# REQUIRED WORK
Beginning with the line that holds "Rules. Find each instance of the dark sedan", set down each line of the data below through the very last, exactly as given, and nothing beyond that.

# DATA IN THIS EXERCISE
..............................
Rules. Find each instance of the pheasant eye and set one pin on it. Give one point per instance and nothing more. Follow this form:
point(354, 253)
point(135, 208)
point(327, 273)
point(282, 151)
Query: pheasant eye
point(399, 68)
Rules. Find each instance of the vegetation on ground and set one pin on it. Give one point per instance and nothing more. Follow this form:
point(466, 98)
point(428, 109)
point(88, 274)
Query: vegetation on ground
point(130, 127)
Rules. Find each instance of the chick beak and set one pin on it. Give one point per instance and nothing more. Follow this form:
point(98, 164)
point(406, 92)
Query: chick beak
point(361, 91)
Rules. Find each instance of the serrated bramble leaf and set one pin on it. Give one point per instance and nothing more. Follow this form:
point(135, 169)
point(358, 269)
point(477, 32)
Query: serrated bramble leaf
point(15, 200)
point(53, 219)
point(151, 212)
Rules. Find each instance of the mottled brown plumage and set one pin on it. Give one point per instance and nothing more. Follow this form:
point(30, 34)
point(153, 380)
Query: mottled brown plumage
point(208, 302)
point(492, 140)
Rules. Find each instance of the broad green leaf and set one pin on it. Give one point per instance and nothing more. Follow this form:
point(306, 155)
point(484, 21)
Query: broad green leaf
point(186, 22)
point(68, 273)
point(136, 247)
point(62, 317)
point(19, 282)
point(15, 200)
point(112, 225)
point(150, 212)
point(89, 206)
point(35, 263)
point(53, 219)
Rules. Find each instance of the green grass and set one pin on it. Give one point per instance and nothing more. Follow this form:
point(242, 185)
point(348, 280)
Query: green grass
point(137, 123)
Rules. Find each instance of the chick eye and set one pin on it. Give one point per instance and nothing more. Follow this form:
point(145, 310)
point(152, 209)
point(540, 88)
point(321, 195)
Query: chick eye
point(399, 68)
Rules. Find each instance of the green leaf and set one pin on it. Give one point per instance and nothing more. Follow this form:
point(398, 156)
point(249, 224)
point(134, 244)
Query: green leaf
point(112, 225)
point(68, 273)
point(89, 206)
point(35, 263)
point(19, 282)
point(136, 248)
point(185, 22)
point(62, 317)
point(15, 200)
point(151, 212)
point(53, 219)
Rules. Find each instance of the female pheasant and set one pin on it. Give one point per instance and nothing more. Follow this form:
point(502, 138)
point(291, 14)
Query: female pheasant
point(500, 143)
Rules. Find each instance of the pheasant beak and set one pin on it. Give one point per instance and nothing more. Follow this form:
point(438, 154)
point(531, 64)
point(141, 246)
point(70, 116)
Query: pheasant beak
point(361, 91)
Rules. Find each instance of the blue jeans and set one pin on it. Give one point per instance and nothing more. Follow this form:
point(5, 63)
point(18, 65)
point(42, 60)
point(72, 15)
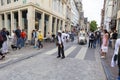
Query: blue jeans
point(19, 42)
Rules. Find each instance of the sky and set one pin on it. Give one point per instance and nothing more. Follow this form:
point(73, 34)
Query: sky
point(92, 10)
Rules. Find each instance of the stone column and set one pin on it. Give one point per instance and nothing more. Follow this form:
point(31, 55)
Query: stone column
point(5, 23)
point(50, 24)
point(42, 25)
point(12, 21)
point(20, 19)
point(31, 21)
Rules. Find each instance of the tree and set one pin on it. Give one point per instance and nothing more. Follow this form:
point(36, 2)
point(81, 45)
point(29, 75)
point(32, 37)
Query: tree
point(93, 25)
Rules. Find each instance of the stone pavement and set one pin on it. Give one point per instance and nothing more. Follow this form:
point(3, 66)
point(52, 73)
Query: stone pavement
point(45, 67)
point(26, 52)
point(111, 72)
point(48, 67)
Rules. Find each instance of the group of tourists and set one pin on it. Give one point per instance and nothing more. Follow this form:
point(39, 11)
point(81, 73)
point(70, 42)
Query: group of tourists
point(17, 39)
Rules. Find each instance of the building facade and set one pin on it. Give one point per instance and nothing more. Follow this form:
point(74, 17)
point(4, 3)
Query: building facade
point(44, 15)
point(108, 14)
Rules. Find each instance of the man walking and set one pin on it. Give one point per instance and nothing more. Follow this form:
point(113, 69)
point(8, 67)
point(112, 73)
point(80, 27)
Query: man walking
point(60, 45)
point(18, 35)
point(116, 57)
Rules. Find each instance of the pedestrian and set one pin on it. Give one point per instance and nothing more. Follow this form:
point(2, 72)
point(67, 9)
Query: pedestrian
point(95, 40)
point(33, 34)
point(14, 40)
point(91, 40)
point(23, 37)
point(18, 35)
point(114, 37)
point(1, 43)
point(97, 34)
point(5, 45)
point(60, 39)
point(48, 37)
point(105, 41)
point(116, 57)
point(40, 39)
point(36, 38)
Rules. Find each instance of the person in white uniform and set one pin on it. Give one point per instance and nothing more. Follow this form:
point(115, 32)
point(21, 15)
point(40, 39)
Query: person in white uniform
point(60, 39)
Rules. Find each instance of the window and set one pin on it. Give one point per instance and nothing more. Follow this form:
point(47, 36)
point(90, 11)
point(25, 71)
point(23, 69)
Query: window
point(8, 1)
point(15, 0)
point(2, 3)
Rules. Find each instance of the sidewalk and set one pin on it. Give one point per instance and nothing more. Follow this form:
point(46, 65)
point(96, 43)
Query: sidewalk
point(24, 53)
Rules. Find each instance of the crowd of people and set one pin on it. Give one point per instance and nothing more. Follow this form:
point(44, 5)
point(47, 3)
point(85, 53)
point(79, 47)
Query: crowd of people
point(17, 39)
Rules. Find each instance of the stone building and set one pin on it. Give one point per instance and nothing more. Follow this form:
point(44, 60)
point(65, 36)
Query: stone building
point(45, 15)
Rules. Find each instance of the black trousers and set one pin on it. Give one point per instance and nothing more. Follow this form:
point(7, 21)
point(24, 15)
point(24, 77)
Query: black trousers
point(61, 51)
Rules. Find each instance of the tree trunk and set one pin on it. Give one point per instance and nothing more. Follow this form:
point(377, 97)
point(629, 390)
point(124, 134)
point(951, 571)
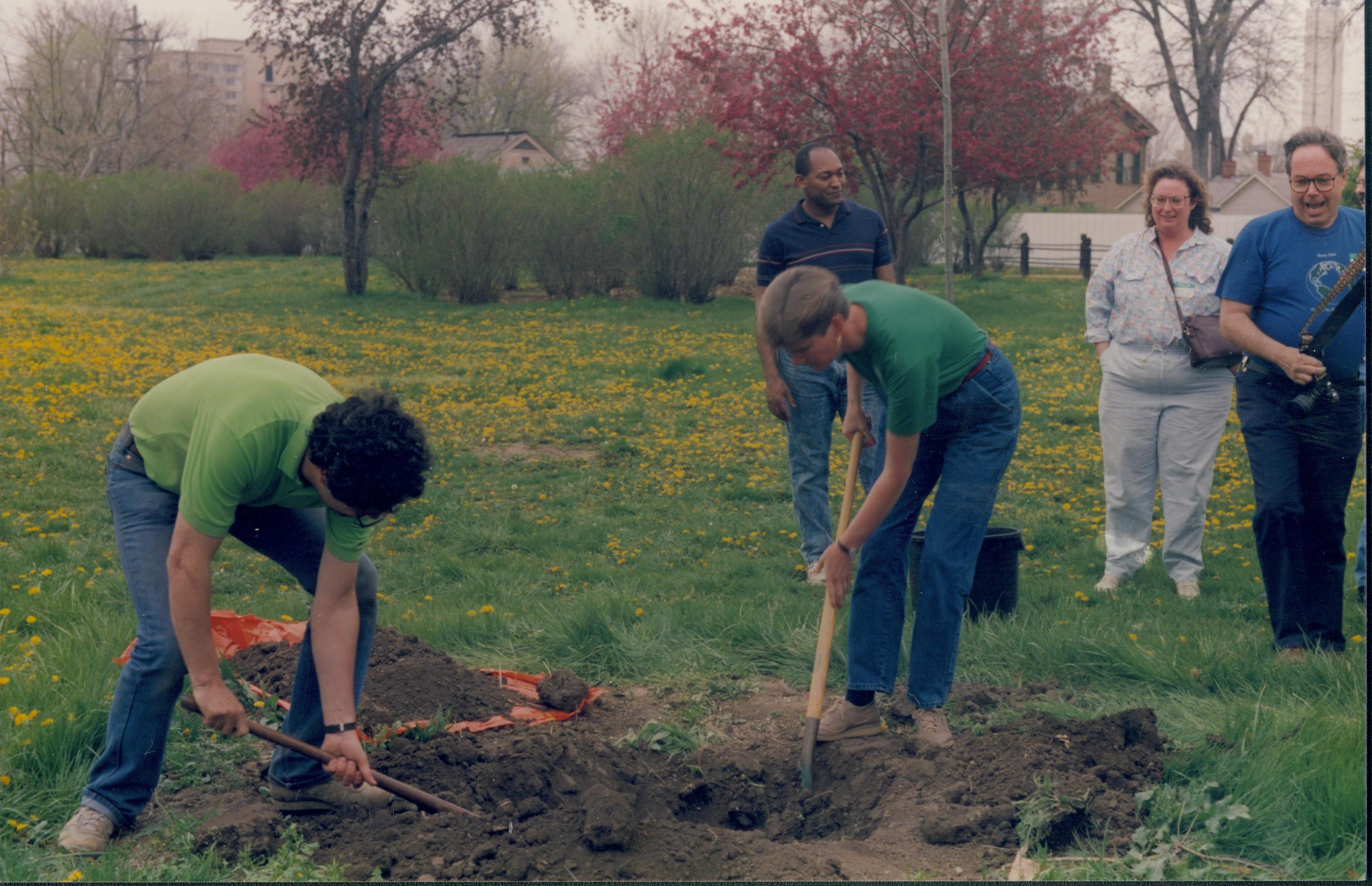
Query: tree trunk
point(947, 110)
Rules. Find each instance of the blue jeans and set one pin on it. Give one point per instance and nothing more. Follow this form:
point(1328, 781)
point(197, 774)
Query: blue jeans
point(819, 397)
point(1303, 471)
point(1360, 566)
point(965, 452)
point(127, 773)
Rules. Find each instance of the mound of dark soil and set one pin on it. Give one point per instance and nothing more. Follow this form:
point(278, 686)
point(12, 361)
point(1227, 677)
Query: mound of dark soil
point(563, 690)
point(564, 804)
point(407, 681)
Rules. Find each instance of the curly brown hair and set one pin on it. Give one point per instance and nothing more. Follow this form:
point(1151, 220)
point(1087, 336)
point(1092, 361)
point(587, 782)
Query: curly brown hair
point(1200, 194)
point(372, 452)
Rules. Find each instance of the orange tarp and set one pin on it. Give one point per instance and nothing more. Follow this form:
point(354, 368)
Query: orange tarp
point(232, 633)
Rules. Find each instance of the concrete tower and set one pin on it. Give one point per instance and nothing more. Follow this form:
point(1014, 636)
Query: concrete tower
point(1322, 99)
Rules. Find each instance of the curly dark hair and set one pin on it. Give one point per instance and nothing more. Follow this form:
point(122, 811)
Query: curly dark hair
point(374, 453)
point(1200, 216)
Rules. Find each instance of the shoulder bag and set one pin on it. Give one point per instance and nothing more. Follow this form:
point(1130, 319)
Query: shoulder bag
point(1208, 346)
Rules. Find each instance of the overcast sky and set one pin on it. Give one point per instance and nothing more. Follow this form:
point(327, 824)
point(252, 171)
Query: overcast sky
point(223, 18)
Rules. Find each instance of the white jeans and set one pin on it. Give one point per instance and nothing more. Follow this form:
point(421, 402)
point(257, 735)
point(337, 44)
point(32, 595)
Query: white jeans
point(1160, 421)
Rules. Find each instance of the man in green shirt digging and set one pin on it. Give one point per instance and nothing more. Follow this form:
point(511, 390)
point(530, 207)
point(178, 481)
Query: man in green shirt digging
point(267, 452)
point(953, 419)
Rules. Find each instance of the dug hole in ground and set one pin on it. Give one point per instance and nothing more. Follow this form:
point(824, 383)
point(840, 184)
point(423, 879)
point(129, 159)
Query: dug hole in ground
point(570, 801)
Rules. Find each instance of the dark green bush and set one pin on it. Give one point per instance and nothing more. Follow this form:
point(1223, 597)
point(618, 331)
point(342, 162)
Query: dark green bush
point(162, 216)
point(577, 239)
point(692, 228)
point(54, 209)
point(452, 231)
point(283, 218)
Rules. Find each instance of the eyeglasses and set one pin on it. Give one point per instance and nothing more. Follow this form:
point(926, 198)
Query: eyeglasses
point(1301, 184)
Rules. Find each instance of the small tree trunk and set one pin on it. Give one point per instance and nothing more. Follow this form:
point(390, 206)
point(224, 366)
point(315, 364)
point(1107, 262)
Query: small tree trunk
point(947, 109)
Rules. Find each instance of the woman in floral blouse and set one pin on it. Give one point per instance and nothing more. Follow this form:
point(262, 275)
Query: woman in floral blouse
point(1160, 419)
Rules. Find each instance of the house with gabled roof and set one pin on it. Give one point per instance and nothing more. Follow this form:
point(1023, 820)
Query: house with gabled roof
point(1234, 194)
point(512, 149)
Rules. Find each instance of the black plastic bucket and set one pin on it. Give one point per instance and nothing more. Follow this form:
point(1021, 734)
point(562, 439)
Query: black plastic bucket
point(997, 583)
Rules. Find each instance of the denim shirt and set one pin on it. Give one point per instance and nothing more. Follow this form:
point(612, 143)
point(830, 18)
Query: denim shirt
point(1128, 299)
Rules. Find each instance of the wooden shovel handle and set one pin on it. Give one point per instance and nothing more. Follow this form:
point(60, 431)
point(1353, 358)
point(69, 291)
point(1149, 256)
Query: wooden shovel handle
point(826, 621)
point(420, 799)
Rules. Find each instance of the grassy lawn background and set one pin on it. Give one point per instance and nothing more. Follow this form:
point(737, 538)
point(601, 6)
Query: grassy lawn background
point(666, 559)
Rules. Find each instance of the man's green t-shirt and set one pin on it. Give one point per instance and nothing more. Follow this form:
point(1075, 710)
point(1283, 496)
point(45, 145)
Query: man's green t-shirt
point(232, 431)
point(918, 349)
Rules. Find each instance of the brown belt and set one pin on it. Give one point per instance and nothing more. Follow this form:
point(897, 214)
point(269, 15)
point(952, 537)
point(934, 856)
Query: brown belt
point(985, 358)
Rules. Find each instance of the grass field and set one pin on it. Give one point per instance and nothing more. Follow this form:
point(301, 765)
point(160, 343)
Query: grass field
point(652, 542)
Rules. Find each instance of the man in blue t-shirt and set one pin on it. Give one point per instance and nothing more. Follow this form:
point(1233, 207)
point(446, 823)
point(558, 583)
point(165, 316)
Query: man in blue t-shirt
point(851, 240)
point(1279, 271)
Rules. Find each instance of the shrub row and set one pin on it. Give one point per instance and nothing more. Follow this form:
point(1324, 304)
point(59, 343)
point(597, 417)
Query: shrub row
point(167, 216)
point(664, 217)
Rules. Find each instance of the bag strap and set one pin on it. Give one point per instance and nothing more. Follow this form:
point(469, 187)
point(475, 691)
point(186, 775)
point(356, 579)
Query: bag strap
point(1172, 286)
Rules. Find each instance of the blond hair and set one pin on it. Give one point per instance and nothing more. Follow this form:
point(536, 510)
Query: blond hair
point(799, 305)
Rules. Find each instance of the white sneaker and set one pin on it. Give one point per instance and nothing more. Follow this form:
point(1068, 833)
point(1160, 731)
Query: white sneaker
point(87, 833)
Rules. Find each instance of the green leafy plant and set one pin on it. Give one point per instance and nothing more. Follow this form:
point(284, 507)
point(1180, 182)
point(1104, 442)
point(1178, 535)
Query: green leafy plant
point(1179, 832)
point(667, 738)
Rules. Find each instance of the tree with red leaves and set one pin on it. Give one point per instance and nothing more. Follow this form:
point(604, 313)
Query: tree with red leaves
point(357, 66)
point(279, 144)
point(862, 76)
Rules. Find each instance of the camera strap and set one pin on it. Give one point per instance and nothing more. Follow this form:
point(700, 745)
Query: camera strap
point(1341, 314)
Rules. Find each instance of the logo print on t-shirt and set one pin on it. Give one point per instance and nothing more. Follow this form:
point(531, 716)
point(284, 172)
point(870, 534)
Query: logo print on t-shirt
point(1323, 275)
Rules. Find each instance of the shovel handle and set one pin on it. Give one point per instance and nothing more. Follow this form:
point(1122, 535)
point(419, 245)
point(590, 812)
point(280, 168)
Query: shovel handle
point(826, 621)
point(420, 799)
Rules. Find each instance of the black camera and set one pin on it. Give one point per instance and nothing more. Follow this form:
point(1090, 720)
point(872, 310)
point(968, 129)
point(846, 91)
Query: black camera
point(1316, 400)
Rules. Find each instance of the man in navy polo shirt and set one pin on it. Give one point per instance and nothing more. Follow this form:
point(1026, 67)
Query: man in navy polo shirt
point(1279, 271)
point(851, 240)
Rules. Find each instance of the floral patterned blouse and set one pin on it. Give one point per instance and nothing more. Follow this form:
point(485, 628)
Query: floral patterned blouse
point(1128, 299)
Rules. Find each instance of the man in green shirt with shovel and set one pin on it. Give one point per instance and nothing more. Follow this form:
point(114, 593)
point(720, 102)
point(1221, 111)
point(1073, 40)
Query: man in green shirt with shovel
point(953, 419)
point(267, 452)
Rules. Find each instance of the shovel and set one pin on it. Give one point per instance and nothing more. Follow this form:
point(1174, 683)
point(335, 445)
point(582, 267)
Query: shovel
point(420, 799)
point(826, 636)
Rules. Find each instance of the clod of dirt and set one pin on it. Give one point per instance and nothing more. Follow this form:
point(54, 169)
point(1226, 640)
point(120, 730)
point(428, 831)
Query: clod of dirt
point(563, 690)
point(610, 819)
point(254, 829)
point(407, 681)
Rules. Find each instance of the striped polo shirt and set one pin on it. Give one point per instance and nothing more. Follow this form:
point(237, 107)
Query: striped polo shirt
point(854, 247)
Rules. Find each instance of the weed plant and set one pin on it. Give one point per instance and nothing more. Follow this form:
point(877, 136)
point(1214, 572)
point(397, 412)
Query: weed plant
point(641, 534)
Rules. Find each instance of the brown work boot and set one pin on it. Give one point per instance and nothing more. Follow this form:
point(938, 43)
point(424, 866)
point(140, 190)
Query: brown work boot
point(87, 833)
point(331, 796)
point(932, 726)
point(848, 720)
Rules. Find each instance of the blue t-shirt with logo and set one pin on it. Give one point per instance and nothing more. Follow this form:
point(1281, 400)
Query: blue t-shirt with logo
point(1283, 268)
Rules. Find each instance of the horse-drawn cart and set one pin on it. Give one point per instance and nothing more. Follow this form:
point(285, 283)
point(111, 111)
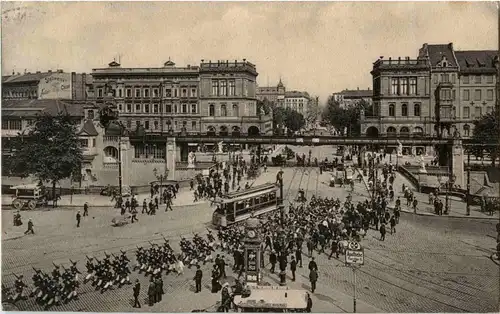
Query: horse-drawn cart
point(29, 196)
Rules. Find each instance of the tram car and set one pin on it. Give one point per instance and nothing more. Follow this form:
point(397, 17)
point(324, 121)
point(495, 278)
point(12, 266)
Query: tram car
point(238, 206)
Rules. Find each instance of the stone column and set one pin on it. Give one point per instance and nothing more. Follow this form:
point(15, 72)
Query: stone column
point(171, 157)
point(457, 163)
point(126, 160)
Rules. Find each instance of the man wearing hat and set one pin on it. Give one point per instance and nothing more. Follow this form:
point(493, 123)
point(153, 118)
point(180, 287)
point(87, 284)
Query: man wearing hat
point(137, 290)
point(78, 219)
point(30, 227)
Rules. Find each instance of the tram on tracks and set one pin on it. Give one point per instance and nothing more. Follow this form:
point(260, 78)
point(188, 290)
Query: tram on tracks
point(238, 206)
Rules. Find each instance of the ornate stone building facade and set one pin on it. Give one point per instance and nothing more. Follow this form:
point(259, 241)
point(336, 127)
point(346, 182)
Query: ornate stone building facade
point(228, 99)
point(441, 92)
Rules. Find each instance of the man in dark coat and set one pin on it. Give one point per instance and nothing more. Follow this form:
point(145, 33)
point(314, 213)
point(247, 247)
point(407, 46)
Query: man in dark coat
point(159, 288)
point(298, 256)
point(197, 279)
point(151, 292)
point(272, 260)
point(137, 290)
point(293, 267)
point(313, 265)
point(313, 278)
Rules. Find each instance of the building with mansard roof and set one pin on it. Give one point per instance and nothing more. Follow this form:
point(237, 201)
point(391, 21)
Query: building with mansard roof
point(440, 92)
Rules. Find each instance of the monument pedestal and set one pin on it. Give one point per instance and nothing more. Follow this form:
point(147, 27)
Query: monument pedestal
point(422, 178)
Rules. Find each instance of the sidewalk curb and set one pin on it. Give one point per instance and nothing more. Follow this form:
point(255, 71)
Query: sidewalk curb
point(427, 214)
point(9, 207)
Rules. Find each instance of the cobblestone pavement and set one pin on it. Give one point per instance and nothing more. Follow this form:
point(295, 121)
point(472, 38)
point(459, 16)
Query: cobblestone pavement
point(429, 265)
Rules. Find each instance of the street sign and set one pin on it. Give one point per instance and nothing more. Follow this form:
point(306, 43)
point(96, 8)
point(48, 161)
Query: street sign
point(354, 254)
point(354, 246)
point(355, 257)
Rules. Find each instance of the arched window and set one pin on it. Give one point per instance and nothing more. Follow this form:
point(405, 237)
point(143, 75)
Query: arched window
point(416, 110)
point(110, 154)
point(392, 110)
point(404, 131)
point(466, 130)
point(404, 110)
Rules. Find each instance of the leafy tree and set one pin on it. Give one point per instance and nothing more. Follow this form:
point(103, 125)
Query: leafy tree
point(346, 118)
point(49, 150)
point(294, 121)
point(486, 130)
point(313, 112)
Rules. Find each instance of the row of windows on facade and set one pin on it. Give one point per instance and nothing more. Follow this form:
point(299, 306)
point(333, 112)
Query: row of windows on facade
point(225, 87)
point(146, 92)
point(447, 112)
point(404, 86)
point(156, 108)
point(24, 94)
point(419, 130)
point(174, 108)
point(464, 79)
point(156, 125)
point(478, 95)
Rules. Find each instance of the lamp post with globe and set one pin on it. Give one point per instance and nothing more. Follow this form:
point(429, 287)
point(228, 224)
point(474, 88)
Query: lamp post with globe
point(160, 177)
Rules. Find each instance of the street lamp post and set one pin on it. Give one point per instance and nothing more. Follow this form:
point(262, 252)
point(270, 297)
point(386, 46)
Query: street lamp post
point(468, 183)
point(160, 177)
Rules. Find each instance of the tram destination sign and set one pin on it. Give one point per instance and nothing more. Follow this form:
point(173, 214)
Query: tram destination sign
point(355, 257)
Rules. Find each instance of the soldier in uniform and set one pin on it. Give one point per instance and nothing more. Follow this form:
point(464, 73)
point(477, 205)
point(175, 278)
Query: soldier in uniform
point(78, 219)
point(30, 227)
point(197, 278)
point(85, 209)
point(293, 267)
point(151, 292)
point(159, 288)
point(137, 290)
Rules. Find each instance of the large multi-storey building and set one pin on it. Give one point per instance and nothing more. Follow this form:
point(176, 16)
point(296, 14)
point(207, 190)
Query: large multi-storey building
point(275, 94)
point(347, 97)
point(44, 85)
point(441, 92)
point(158, 99)
point(228, 99)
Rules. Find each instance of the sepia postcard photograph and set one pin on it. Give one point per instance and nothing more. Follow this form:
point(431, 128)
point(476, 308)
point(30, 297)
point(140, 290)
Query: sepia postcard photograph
point(250, 156)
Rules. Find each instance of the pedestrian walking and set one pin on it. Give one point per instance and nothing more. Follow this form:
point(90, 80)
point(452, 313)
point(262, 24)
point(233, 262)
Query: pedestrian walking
point(78, 219)
point(30, 227)
point(137, 290)
point(197, 278)
point(313, 265)
point(293, 267)
point(382, 232)
point(393, 224)
point(85, 209)
point(159, 288)
point(298, 255)
point(272, 260)
point(151, 292)
point(134, 215)
point(313, 278)
point(309, 303)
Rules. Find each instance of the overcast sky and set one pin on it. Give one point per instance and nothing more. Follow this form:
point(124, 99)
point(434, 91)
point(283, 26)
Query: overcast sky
point(319, 47)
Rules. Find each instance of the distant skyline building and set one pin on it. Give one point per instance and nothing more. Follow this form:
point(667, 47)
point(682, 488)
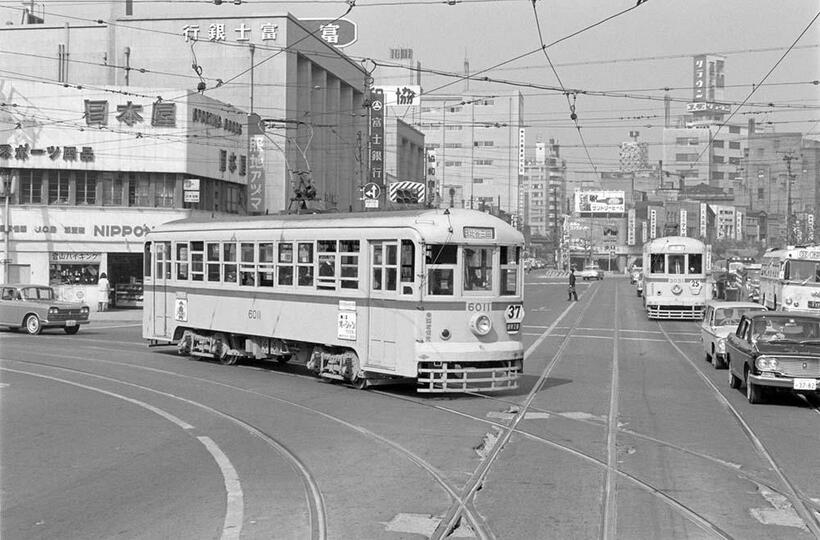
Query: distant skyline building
point(477, 143)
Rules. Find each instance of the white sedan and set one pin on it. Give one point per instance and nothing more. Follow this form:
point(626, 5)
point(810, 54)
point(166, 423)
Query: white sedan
point(720, 320)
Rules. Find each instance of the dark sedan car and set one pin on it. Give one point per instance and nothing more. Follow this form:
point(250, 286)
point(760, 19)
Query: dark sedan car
point(775, 350)
point(35, 307)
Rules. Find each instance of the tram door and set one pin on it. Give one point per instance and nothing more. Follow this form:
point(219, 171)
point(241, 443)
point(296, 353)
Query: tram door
point(160, 302)
point(383, 313)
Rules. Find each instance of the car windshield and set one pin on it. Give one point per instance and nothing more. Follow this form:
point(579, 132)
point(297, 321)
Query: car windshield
point(785, 329)
point(37, 293)
point(731, 316)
..............................
# SOLUTION TO THE PROBLEM
Rules. Find each instance of the dark sedan car and set one pin on it. Give one point per instance and nothing more. Follow this form:
point(250, 286)
point(760, 19)
Query: dark sedan car
point(775, 350)
point(35, 307)
Rules. Find each instance of the tram door and set one pin on it. Give one point per instance and nothing more. Follow this form:
point(219, 171)
point(241, 443)
point(296, 353)
Query: tram door
point(160, 302)
point(383, 313)
Rules. Find each instance of the car windshield and set one pin on it. Give one point per instance and nothing more. Follow this form:
point(579, 132)
point(297, 321)
Query: car windshield
point(785, 329)
point(37, 293)
point(731, 316)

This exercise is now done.